• [Article]:

########################################

[Vorwärts, 12 janvier 1916 / Paru pour la première fois en langue française dans la revue (Dis) continuité, n° 3, octobre 1998]
Inutile de parler de
l’importance de l’union du parti pour le combat contre les forces hostiles au
prolétariat. Inutile d’en parler aussi car ce serait faire preuve
d’irresponsabilité et en tout cas de déloyauté que de vouloir, par frivolité,
mettre en danger ou détruire cette unité. Ce sont là des opinions et des
jugements évidents pour tout camarade de parti, quel que soit le camp auquel il
appartienne. Mais parler de la scission du parti, ce n’est pas encore faire
cette scission. Que l’on considère une discussion sur la scission du parti
comme prématurée et sans objet parce qu’elle renforce la propagande en faveur
des conceptions de la majorité ou de la minorité, ou bien qu’on la tienne pour
éclairante et utile parce que le fait de s’exprimer sur ce qui est représenté
comme une nécessité élémentaire d’une politique honnête et se révèle en fin de
compte comme tactiquement juste – je crois que le moment est venu de mettre le
sujet de la scission à l’ordre du jour de la discussion dans le parti. La
scission du parti est déjà préparée depuis longtemps. Des divergences
d’opinions entre la droite et la gauche ont créé de profondes contradictions et
séparé le parti en deux camps. Ceux qui avaient cru, après le Congrès de
Dresde, qu’on s’était débarrassé du courant révisionniste[1]opportuniste,
ont été déçus. Indéniablement, l’ensemble du parti a dérivé, chaque année un
peu plus, vers une pratique réformiste sans abandonner en général la théorie et
la phraséologie radicales. Comme les derniers congrès le montrent, il est
devenu de plus en plus difficile à la gauche résolue d’affirmer sa position. A
la Fraction du Reichstag, la présence ou l’absence d’un camarade a déterminé
assez fréquemment si des décisions étaient prises dans un sens de principe ou
dans un sens opportuniste. Une situation fâcheuse et, à la longue, intenable.

########################################

• [Données fournies]:
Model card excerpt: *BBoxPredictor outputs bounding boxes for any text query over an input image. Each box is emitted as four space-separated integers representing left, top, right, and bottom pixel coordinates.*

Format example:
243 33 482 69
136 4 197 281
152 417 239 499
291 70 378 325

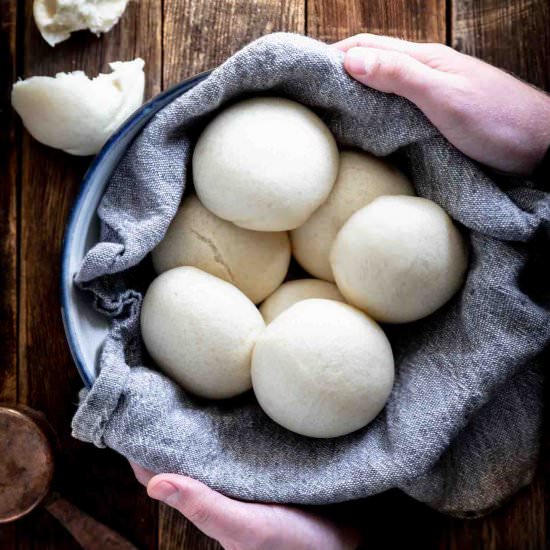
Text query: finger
344 48 446 104
332 33 444 62
147 474 250 540
130 462 155 485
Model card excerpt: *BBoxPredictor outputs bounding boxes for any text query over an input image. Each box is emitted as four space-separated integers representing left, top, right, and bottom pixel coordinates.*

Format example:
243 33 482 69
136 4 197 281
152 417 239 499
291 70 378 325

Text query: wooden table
0 0 550 550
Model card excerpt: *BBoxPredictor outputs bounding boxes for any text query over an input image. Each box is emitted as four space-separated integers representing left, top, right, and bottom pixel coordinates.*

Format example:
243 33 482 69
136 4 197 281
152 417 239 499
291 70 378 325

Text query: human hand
334 34 550 174
130 463 359 550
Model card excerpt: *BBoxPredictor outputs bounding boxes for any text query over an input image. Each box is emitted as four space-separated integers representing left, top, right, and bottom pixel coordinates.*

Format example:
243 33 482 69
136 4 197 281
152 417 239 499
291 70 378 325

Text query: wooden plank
163 0 305 87
0 0 19 550
307 0 460 550
306 0 445 42
450 0 550 90
0 0 18 410
442 0 550 550
159 0 305 550
17 0 162 550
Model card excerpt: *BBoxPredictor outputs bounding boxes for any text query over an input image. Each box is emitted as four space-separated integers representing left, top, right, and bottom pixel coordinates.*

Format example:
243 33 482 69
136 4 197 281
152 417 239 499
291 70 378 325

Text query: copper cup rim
0 404 54 524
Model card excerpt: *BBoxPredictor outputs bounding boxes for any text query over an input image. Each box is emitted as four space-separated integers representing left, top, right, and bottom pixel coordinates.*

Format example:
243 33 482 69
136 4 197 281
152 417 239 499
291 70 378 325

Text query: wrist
526 92 550 174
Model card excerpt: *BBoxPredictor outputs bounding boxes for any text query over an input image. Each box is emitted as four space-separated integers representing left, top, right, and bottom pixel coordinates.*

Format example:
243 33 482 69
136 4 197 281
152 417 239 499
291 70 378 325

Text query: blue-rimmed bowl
61 72 209 388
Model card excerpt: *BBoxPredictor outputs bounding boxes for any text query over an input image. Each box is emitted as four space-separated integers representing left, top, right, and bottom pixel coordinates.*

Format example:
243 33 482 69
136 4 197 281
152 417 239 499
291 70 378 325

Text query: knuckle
184 503 210 526
426 42 455 55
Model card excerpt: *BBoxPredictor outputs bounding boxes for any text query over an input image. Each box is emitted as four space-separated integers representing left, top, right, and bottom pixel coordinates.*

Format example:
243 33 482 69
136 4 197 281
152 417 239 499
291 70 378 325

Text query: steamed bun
141 267 265 399
252 300 394 438
193 97 338 231
330 196 468 323
152 196 290 303
260 279 345 324
11 58 145 155
290 151 414 281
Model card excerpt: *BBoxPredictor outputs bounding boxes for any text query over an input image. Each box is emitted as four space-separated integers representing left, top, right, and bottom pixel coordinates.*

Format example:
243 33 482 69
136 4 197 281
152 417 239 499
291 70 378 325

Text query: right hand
334 34 550 174
130 462 359 550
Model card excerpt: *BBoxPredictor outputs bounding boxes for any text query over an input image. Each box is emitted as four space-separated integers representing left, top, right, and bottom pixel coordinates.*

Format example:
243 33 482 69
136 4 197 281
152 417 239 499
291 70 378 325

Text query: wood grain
159 0 305 550
0 0 18 402
0 0 19 550
450 0 550 90
306 0 445 42
17 0 162 550
441 0 550 550
163 0 305 87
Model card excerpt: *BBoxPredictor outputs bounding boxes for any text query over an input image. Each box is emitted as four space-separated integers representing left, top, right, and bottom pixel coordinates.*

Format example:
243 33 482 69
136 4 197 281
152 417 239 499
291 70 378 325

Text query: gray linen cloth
73 34 550 516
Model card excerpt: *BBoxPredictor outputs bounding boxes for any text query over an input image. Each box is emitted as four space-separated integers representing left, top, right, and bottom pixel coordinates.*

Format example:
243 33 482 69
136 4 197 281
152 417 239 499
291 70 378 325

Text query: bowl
61 71 209 388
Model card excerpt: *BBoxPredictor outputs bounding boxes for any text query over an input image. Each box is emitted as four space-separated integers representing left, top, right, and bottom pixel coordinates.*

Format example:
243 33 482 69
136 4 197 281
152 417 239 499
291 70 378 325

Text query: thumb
344 48 443 103
147 474 247 541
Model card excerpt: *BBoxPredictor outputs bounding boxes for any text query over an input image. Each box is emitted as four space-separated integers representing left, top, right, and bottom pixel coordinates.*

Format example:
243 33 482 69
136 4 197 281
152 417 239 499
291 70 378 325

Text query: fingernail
346 48 375 75
149 481 178 506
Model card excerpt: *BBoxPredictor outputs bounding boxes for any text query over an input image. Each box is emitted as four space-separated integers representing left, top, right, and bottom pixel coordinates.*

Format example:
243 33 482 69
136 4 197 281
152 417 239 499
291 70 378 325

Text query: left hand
130 463 359 550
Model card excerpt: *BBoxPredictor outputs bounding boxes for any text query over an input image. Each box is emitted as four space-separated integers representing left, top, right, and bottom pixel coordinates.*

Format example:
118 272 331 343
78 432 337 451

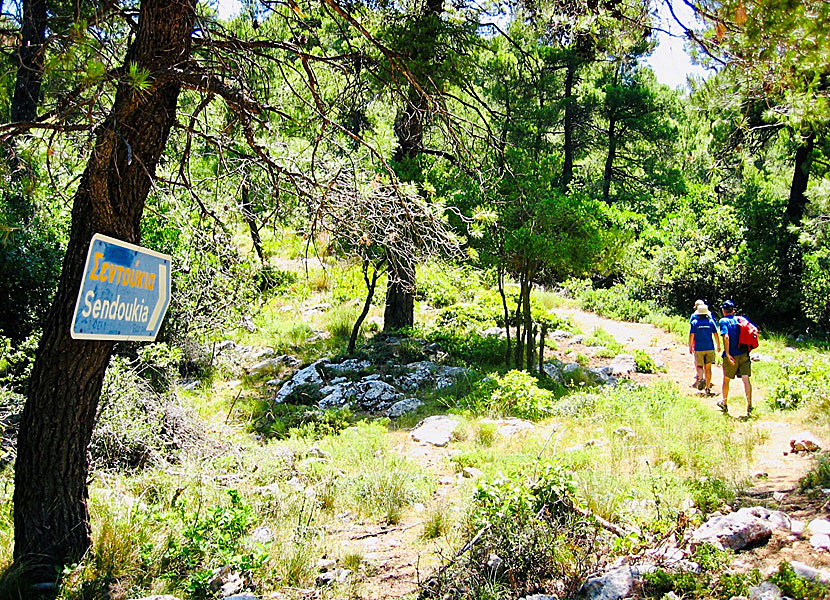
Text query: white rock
608 354 637 377
412 415 459 446
749 581 781 600
386 398 424 419
807 519 830 535
790 431 821 453
790 560 830 584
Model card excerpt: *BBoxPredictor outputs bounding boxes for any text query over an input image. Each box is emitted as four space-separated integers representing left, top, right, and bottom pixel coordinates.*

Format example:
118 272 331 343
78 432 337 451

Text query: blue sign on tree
71 233 170 341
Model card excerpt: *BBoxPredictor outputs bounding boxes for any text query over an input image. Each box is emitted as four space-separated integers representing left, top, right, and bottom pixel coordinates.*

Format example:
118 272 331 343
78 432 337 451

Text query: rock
480 327 507 338
323 358 372 376
548 329 574 341
749 581 781 600
806 519 830 535
246 354 302 375
790 560 830 585
344 379 400 412
692 507 776 550
542 361 565 384
274 358 329 404
608 354 637 377
461 467 484 479
412 415 459 446
386 398 424 419
735 506 792 531
614 427 634 438
481 417 540 437
208 565 245 597
251 525 274 544
580 565 653 600
790 431 821 453
487 552 504 571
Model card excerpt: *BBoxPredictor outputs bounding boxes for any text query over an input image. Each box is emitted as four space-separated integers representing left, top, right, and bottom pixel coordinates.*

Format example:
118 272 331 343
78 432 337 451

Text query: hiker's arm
723 333 735 365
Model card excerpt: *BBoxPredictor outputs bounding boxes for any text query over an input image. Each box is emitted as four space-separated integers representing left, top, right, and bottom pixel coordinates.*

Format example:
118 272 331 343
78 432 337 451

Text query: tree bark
348 261 380 354
602 115 617 203
8 0 48 225
562 57 576 189
383 0 444 331
14 0 196 582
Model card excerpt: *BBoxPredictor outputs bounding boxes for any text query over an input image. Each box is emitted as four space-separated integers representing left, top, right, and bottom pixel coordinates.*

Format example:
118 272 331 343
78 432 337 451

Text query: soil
326 309 830 600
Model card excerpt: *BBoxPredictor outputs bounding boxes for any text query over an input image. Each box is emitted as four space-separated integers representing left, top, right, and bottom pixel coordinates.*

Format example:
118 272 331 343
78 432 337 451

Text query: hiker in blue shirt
689 300 706 390
718 300 752 416
689 303 720 396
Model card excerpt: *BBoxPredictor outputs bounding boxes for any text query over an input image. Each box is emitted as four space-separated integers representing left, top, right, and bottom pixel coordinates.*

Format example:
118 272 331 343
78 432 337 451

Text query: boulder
386 398 424 419
806 519 830 535
790 560 830 585
412 415 459 446
580 565 654 600
790 431 821 454
608 354 637 377
274 358 329 404
481 417 536 437
749 581 782 600
692 507 778 550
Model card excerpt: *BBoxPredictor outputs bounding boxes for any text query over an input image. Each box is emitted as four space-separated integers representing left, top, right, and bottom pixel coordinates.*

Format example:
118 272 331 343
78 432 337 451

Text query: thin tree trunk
602 115 617 202
8 0 48 225
14 0 196 582
562 57 576 189
242 178 265 265
497 262 510 367
348 261 379 354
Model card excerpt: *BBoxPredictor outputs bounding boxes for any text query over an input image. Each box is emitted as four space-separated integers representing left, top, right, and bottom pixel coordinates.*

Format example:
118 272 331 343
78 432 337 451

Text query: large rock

########################################

• [Vos consignes]:
Répondez aux questions suivantes sur l'article consacré à la scission du parti :
1. Dans quel journal et à quelle date l'article a-t-il paru ?
2. Après quel congrès certains avaient-ils cru s'être débarrassés du courant révisionniste ?
3. À la Fraction du Reichstag, qu'est-ce qui a assez fréquemment déterminé le sens des décisions prises ?
Appuyez-vous uniquement sur l'article.

• [Résultat obtenu]:
1. Dans le Vorwärts, le 12 janvier 1916.
2. Le Congrès de Dresde.
3. La présence ou l'absence d'un camarade.